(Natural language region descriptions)
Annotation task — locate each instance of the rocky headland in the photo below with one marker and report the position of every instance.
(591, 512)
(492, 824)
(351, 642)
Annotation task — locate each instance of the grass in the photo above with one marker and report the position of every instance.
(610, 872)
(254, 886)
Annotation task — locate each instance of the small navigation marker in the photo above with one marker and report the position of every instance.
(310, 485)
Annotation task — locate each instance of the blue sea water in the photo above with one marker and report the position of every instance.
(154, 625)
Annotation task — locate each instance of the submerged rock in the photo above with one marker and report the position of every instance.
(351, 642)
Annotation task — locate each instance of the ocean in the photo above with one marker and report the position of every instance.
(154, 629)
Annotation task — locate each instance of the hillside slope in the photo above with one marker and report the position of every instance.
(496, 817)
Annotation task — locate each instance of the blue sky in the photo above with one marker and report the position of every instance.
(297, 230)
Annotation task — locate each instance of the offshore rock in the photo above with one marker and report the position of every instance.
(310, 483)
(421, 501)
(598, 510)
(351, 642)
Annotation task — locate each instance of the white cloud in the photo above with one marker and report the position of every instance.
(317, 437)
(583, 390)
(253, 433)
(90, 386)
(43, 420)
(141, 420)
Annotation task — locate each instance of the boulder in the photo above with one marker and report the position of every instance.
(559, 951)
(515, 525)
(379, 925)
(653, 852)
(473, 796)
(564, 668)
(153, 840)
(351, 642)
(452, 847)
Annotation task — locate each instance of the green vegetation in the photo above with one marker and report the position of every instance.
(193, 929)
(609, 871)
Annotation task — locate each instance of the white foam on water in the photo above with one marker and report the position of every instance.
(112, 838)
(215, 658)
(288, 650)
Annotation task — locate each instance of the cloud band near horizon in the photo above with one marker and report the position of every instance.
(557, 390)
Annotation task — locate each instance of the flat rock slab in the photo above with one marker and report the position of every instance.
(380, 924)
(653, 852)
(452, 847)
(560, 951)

[TASK TO COMPLETE]
Each record above has to be set down again, word for word.

[SOLUTION TO THE PROBLEM]
Annotation task — locate each instance of the rocky headland in the photo below with one marker and report the position of every instance.
(591, 512)
(492, 824)
(351, 642)
Annotation task — locate each instance of the grass in the photo above with one marker and report the position of every instance.
(610, 872)
(254, 886)
Annotation task — locate each instance of the small navigation marker in the photo above with one marker and report the position of every instance.
(310, 485)
Annotation task — locate each instance of the blue sea water in the photo above with one marker and report the position of every instance.
(154, 625)
Annotation task — locate each instance of the submerged rock in the photo above with one marker and report the position of every instance.
(351, 642)
Annotation task — locate each instance of the ocean in the photo above with one marker and report the position of every instance.
(154, 629)
Annotation task — locate each instance of the hillside slope in the photo above with one marker and report the position of every instance.
(496, 817)
Annotation task — locate each instance of the blue sky in the photo above with one marker and report the position of every instance.
(297, 230)
Annotation task — locate each instance of the offshore rock in the photo above with one marker and report the position of every instance.
(310, 483)
(421, 501)
(598, 510)
(351, 642)
Annotation task — locate each instance of the white cloud in the photo above with one marker and report the position of every instance.
(317, 437)
(583, 390)
(253, 433)
(90, 386)
(43, 420)
(141, 420)
Annotation task — locate each instance of the boulder in the photo above with one marker and report the position of every instance.
(559, 951)
(515, 525)
(379, 925)
(653, 852)
(473, 796)
(564, 668)
(153, 840)
(351, 642)
(452, 847)
Annotation task — locate each instance of the green vegetation in the photo above with one marker and report the position of every instance.
(193, 929)
(609, 871)
Annotation task — locate each instance of the white foam on water in the photo above with one marker and report the position of every instance.
(112, 838)
(215, 658)
(288, 650)
Annotation task — locate each instance of the cloud band near horizon in the photo above with one marker and report the position of every instance.
(557, 390)
Annotation task — locate each instance of the flat rock slab in the photo above with one marker and report the position of every instance.
(380, 924)
(653, 852)
(452, 847)
(560, 951)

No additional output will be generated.